[Entries from a dataset]

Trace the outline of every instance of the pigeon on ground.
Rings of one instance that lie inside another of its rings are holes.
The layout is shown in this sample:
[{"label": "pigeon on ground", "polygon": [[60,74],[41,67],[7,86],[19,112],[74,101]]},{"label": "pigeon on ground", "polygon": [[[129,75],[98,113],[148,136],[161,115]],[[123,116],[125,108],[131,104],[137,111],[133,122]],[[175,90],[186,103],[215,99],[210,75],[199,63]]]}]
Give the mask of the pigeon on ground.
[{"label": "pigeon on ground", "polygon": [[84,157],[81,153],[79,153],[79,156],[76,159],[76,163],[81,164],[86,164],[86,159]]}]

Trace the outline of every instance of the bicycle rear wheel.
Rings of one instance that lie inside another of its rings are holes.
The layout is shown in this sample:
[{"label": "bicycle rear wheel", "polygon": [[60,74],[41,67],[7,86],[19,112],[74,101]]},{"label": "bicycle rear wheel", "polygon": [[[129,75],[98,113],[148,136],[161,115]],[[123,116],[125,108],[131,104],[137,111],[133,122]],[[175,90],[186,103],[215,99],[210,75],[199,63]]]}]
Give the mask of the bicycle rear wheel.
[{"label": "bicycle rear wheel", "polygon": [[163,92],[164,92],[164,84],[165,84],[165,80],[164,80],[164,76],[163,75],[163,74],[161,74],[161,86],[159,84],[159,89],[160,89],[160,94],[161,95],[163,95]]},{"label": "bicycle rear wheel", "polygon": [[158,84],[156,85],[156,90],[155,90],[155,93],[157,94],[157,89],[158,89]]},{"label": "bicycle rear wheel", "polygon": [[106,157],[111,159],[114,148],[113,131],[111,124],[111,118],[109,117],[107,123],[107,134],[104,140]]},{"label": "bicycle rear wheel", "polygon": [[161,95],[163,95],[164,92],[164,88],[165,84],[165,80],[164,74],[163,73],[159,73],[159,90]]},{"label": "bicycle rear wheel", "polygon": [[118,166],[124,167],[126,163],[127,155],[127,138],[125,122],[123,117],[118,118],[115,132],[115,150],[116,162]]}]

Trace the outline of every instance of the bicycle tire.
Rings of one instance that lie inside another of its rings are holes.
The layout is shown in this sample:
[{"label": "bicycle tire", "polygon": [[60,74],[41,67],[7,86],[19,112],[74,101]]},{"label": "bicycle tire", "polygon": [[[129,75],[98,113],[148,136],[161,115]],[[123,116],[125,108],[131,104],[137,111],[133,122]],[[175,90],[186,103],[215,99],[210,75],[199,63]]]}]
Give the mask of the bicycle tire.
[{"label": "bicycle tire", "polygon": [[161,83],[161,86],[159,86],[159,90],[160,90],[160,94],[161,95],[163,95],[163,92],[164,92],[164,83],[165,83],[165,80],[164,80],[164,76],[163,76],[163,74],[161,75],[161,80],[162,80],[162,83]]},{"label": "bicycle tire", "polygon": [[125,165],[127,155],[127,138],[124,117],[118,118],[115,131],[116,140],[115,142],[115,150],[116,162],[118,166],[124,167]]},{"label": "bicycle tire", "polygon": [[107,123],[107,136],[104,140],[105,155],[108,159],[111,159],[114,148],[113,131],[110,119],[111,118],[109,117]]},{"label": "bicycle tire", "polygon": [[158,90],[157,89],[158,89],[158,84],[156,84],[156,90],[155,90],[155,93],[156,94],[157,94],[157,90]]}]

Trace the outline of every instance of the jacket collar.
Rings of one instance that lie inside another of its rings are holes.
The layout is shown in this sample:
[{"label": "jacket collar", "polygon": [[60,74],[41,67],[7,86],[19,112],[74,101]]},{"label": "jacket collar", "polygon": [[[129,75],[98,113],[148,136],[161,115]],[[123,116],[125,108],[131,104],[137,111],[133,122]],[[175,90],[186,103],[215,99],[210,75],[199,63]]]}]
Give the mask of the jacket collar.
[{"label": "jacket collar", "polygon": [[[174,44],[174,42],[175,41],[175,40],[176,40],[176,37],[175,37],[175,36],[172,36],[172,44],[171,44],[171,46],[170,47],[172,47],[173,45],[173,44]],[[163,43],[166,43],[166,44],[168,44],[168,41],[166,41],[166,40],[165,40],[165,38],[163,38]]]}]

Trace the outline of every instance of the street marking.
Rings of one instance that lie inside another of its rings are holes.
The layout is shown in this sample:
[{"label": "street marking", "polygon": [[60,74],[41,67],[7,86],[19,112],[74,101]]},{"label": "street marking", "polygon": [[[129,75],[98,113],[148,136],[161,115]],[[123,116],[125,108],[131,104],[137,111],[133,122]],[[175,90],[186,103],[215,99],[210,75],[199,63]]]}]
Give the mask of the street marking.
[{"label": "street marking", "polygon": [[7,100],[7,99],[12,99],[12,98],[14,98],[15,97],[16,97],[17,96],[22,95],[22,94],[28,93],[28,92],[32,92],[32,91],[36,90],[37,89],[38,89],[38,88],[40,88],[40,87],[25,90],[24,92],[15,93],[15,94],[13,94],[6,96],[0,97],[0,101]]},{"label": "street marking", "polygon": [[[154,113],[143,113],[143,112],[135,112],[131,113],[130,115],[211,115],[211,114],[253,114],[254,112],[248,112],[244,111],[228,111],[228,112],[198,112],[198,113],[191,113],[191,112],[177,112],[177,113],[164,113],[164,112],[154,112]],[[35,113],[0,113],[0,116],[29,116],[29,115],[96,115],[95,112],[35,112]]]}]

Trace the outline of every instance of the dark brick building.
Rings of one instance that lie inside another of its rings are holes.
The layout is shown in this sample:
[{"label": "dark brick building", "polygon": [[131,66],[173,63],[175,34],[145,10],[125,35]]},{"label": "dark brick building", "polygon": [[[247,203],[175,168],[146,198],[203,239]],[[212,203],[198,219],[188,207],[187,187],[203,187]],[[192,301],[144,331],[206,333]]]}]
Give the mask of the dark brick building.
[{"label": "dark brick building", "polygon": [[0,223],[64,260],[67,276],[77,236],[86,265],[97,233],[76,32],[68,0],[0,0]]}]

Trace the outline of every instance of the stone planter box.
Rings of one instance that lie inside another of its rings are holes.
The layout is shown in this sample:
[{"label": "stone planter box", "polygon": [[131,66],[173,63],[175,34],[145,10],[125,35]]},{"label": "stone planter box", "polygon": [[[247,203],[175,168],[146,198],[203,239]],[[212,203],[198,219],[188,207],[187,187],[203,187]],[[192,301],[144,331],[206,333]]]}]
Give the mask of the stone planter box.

> [Set problem]
Reproduce the whole listing above word for word, with every line unchanged.

> [Output below]
Trace the outline of every instance of the pigeon on ground.
Rings of one instance that lie inside another of its rings are holes.
The layout is shown in this sample:
[{"label": "pigeon on ground", "polygon": [[60,74],[41,67],[7,86],[19,112],[74,101]]},{"label": "pigeon on ground", "polygon": [[[129,75],[98,113],[148,136],[161,115]],[[123,116],[125,108],[131,104],[137,111],[133,122]],[[175,90],[186,103],[215,99],[210,75],[199,63]]]}]
Give the mask of the pigeon on ground.
[{"label": "pigeon on ground", "polygon": [[84,157],[81,153],[79,153],[79,156],[76,159],[76,163],[81,164],[86,164],[86,159]]}]

Trace the outline of every instance of the bicycle rear wheel.
Rings of one instance that lie inside another of its rings are holes.
The layout is shown in this sample:
[{"label": "bicycle rear wheel", "polygon": [[60,74],[41,67],[7,86],[19,112],[74,101]]},{"label": "bicycle rear wheel", "polygon": [[[129,75],[98,113],[148,136],[161,115]],[[123,116],[125,108],[131,104],[137,111],[133,122]],[[175,90],[186,103],[215,99],[210,75],[199,63]]]}]
Give the mask of the bicycle rear wheel.
[{"label": "bicycle rear wheel", "polygon": [[163,92],[164,92],[164,84],[165,84],[165,80],[164,80],[164,76],[163,75],[163,74],[161,74],[161,86],[159,84],[159,89],[160,89],[160,94],[161,95],[163,95]]},{"label": "bicycle rear wheel", "polygon": [[158,84],[156,85],[156,90],[155,90],[155,93],[157,94],[157,89],[158,89]]},{"label": "bicycle rear wheel", "polygon": [[106,157],[111,159],[114,148],[113,131],[111,124],[111,118],[109,117],[107,123],[107,134],[104,140]]},{"label": "bicycle rear wheel", "polygon": [[161,95],[163,95],[164,92],[164,88],[165,84],[165,80],[164,74],[163,73],[159,73],[159,90]]},{"label": "bicycle rear wheel", "polygon": [[118,166],[124,167],[126,163],[127,155],[127,138],[125,122],[123,117],[118,118],[115,132],[115,150],[116,162]]}]

Trace the outline of every instance of the bicycle tire.
Rings of one instance that lie inside another of its rings are holes.
The layout is shown in this sample:
[{"label": "bicycle tire", "polygon": [[60,74],[41,67],[7,86],[19,112],[74,101]]},{"label": "bicycle tire", "polygon": [[[129,75],[98,113],[148,136],[161,115]],[[123,116],[125,108],[131,104],[137,111],[133,122]],[[175,90],[186,103],[215,99],[210,75],[199,63]]]}]
Give the mask of the bicycle tire.
[{"label": "bicycle tire", "polygon": [[161,83],[161,86],[159,86],[159,90],[160,90],[160,94],[161,95],[163,95],[163,92],[164,92],[164,83],[165,83],[165,80],[164,80],[164,76],[163,76],[163,74],[161,75],[161,80],[162,80],[162,83]]},{"label": "bicycle tire", "polygon": [[125,165],[127,155],[127,138],[124,117],[118,118],[115,131],[116,140],[115,142],[115,150],[116,162],[118,166],[124,167]]},{"label": "bicycle tire", "polygon": [[107,123],[107,136],[104,140],[105,155],[108,159],[111,159],[114,148],[113,131],[110,119],[111,118],[109,117]]},{"label": "bicycle tire", "polygon": [[158,90],[157,89],[158,89],[158,84],[156,84],[156,90],[155,90],[155,93],[156,94],[157,94],[157,90]]}]

Trace the outline of every instance of the jacket collar.
Rings of one instance that lie inside another of its rings are holes.
The layout is shown in this sample:
[{"label": "jacket collar", "polygon": [[60,74],[41,67],[7,86],[19,112],[74,101]]},{"label": "jacket collar", "polygon": [[[129,75],[98,113],[148,136],[161,115]],[[123,116],[125,108],[131,104],[137,111],[133,122]],[[175,90],[186,103],[215,99],[210,75],[199,63]]]}]
Give the mask of the jacket collar.
[{"label": "jacket collar", "polygon": [[[174,44],[174,42],[175,41],[175,40],[176,40],[176,37],[175,37],[175,36],[172,36],[172,44],[171,44],[171,46],[170,47],[172,47],[173,45],[173,44]],[[163,43],[166,43],[166,44],[168,44],[168,41],[166,41],[166,40],[165,40],[165,38],[163,38]]]}]

Trace the outline of every instance of the street marking.
Rings of one instance that lie inside another of its rings are holes.
The layout is shown in this sample:
[{"label": "street marking", "polygon": [[60,74],[41,67],[7,86],[19,112],[74,101]]},{"label": "street marking", "polygon": [[[129,75],[98,113],[148,136],[161,115]],[[123,116],[125,108],[131,104],[137,111],[133,122]],[[175,90],[186,103],[215,99],[210,75],[199,63]]]}]
Give the mask of the street marking.
[{"label": "street marking", "polygon": [[7,100],[7,99],[12,99],[12,98],[14,98],[15,97],[16,97],[17,96],[22,95],[22,94],[28,93],[28,92],[32,92],[32,91],[36,90],[37,89],[38,89],[38,88],[40,88],[40,87],[25,90],[24,92],[15,93],[15,94],[13,94],[6,96],[0,97],[0,101]]},{"label": "street marking", "polygon": [[[154,113],[143,113],[143,112],[135,112],[131,113],[130,115],[211,115],[211,114],[253,114],[254,112],[248,112],[244,111],[228,111],[228,112],[198,112],[198,113],[191,113],[191,112],[177,112],[177,113],[164,113],[164,112],[154,112]],[[35,113],[0,113],[0,116],[29,116],[29,115],[96,115],[95,112],[35,112]]]}]

Trace the outline of every instance of the dark brick building.
Rings of one instance that lie inside another of its rings are holes.
The layout is shown in this sample:
[{"label": "dark brick building", "polygon": [[131,66],[173,63],[175,34],[145,10],[125,35]]},{"label": "dark brick building", "polygon": [[[247,203],[175,168],[146,198],[203,239]],[[212,203],[198,219],[188,207],[187,187],[203,187]],[[192,301],[144,331],[206,333]]]}]
Give the mask of the dark brick building.
[{"label": "dark brick building", "polygon": [[0,223],[64,260],[67,276],[77,236],[86,265],[97,233],[76,32],[68,0],[0,0]]}]

Trace the outline of every instance of the stone planter box.
Rings of one instance that lie inside another of its rings are holes.
The layout is shown in this sample:
[{"label": "stone planter box", "polygon": [[131,66],[173,63],[175,34],[145,10],[125,35]]},{"label": "stone planter box", "polygon": [[[247,203],[175,168],[146,198],[203,239]],[[212,203],[198,219],[188,207],[187,187],[203,187]],[[192,301],[144,331],[206,333]]]}]
Give the mask of the stone planter box.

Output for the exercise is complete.